→ Instruction:
Swap "tag one point on every instance" for "place one point on each instance" everywhere it occurs in the listing below, and reproduce every other line unchanged.

=== The input ===

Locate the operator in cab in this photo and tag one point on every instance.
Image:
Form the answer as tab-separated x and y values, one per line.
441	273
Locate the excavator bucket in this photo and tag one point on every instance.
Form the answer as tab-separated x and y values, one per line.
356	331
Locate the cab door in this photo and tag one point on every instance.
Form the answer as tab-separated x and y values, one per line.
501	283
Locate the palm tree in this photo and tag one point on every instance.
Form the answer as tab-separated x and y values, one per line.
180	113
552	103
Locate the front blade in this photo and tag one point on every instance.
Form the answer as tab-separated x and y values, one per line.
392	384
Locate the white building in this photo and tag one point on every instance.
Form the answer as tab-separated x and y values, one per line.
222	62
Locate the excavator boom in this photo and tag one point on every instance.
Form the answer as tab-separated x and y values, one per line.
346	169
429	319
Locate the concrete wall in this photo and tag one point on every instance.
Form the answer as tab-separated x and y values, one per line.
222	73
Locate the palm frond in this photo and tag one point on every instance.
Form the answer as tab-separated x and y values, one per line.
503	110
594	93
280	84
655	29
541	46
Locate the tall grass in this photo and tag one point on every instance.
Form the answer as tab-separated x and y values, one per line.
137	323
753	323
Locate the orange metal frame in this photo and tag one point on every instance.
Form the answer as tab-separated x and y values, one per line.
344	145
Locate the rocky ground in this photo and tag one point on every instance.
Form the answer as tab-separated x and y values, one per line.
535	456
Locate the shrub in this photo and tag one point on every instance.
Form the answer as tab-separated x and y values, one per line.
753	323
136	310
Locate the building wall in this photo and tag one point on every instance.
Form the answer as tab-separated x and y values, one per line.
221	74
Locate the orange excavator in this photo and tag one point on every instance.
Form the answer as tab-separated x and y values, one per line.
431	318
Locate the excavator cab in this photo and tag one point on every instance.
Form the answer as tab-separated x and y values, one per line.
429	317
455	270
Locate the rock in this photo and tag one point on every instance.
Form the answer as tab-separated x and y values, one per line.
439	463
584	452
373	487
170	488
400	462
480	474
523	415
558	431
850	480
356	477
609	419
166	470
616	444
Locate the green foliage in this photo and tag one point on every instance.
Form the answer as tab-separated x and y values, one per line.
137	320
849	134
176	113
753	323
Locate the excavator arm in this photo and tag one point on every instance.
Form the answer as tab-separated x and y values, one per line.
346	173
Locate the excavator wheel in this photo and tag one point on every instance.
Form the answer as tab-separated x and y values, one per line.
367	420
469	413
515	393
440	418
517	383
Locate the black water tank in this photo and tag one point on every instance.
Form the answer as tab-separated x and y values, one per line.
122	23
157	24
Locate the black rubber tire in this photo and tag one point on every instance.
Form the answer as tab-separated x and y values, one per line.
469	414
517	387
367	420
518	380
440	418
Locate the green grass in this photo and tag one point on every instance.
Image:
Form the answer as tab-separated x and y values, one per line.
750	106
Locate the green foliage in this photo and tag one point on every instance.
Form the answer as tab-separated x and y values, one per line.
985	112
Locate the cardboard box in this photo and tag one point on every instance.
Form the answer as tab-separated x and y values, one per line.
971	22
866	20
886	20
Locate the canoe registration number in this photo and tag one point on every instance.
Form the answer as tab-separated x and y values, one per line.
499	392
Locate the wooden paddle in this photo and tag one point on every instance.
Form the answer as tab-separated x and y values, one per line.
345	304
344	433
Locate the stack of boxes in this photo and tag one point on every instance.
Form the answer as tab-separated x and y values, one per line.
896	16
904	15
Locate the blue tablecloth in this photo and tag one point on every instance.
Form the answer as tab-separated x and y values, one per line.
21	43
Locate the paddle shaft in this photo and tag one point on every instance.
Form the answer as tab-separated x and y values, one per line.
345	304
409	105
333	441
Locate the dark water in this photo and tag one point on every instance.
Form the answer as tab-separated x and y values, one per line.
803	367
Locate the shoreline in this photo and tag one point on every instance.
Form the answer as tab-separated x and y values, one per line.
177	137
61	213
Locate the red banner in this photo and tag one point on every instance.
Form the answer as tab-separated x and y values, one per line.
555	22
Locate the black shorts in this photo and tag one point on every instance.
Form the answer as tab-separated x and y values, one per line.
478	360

===

→ Task output:
Locate the operator in cab in this photo and place one point on each instance.
Image:
Form the answer as tab-separated x and y values, one per line.
441	273
Locate the excavator bucket in this photo and place one point on each instance.
Form the answer as tab-separated x and y values, one per line.
356	331
Locate the cab door in this photo and place one point on each instance.
Form the answer as tab-separated x and y values, one per line.
501	283
Locate the palm tree in this photo and place one point on each instance.
Form the answer as tab-separated x and y values, one per line.
180	113
552	103
Locate the front blade in this photo and place one point on each instance.
Form the answer as tab-separated x and y values, one per line.
392	384
Locate the white building in this photo and place one point on each instance.
Form the answer as tab-separated x and y values, one per line.
222	62
Locate the excavator boom in this photo and place one point on each instance.
Form the answer as tab-separated x and y values, one per line.
346	169
429	319
Locate the concrete wall in this photo and place one point on each instance.
Form the answer as tab-separated x and y values, one per line.
222	73
Locate the palm frond in this photo and place one point on each instance.
Form the answer as tab-separated x and y values, one per line.
503	110
594	93
280	84
655	29
541	46
Locate the tall grass in this photo and place one point on each instance.
Form the answer as tab-separated x and y values, one per line.
137	323
753	323
Locate the orange metal frame in this photo and place one point on each instance.
Form the answer as tab-separated x and y values, one per line.
344	145
Locate the rocky ground in this photo and place one point on each instance.
Form the answer as tab-separated x and y values, one per line.
535	456
Locate the shrub in this photo and place one point on each instance.
Form the answer as tab-separated x and y values, one per line.
753	323
136	310
Locate the building wall in this photo and place one point on each instance.
Form the answer as tab-separated x and y values, one per line.
221	74
Locate the orange excavator in this photo and place one point on each instance.
Form the answer as tab-separated x and y values, one per line.
431	318
Locate the excavator cab in this photo and place one point on each instance.
Form the answer as tab-separated x and y values, one per line.
429	317
455	270
Locate the rock in this photo and place one point on each instance.
Form the answer as tab-separated x and y values, one per line.
439	463
584	452
373	487
170	488
400	462
480	474
523	415
558	431
850	480
356	477
609	419
166	470
616	444
Locate the green foliage in this photo and place one point on each instance.
Form the answer as tab-separated x and y values, one per line.
137	320
849	134
176	113
753	323
Locate the excavator arm in this photo and place one point on each instance.
Form the answer as tab-separated x and y values, one per line.
346	173
Locate the excavator wheel in this photo and place one point on each instance.
Form the answer as tab-separated x and y values, one per line.
367	420
469	413
515	393
440	418
517	383
Locate the black water tank in this photo and place one point on each instance.
Form the answer as tab-separated x and y values, one per line.
122	23
157	24
Locate the black rubber tire in this photo and place one point on each instance.
Form the answer as tab-separated x and y values, one per line.
469	414
517	387
367	420
518	380
440	418
Locate the green grass in this photo and place one point on each instance.
Image:
Form the answer as tab-separated x and y values, one per line.
750	106
Locate the green foliage in this photo and place one point on each instance.
Form the answer as tab-separated x and y values, one per line.
985	112
Locate the cardboard box in this photo and place one point on each instance.
Form the answer as tab-separated x and y values, one per line.
971	22
866	20
886	20
Locate the canoe registration number in this photo and place one point on each instance.
Form the answer as tab-separated x and y values, one per line.
499	392
Locate the wooden paddle in this photo and place one point on each instance.
Form the answer as tab-separated x and y values, one per line.
345	304
344	433
Locate the stack of boxes in this photo and place one point on each instance.
Form the answer as tab-separated x and y values, one per line.
896	16
904	15
Locate the blue tablecloth in this photo and place one point on each instance.
Form the answer as tab-separated x and y values, one per line.
21	43
Locate the paddle shaft in this photo and place one point on each instance.
Form the answer as tab-separated x and y values, one per line.
345	304
409	105
333	441
Locate the dark water in this photo and place one point on each instance.
Form the answer as tab-separated x and y values, one per line.
803	367
Locate the shoreline in this photo and place one point on each instance.
Form the answer as tab-separated x and y values, one per line.
177	137
61	213
Locate the red banner in this photo and place one point on each instance.
Form the answer as tab-separated x and y values, one per line.
555	22
Locate the black shorts in this photo and place one point on each instance.
Form the answer as tab-separated x and y values, one per line.
478	360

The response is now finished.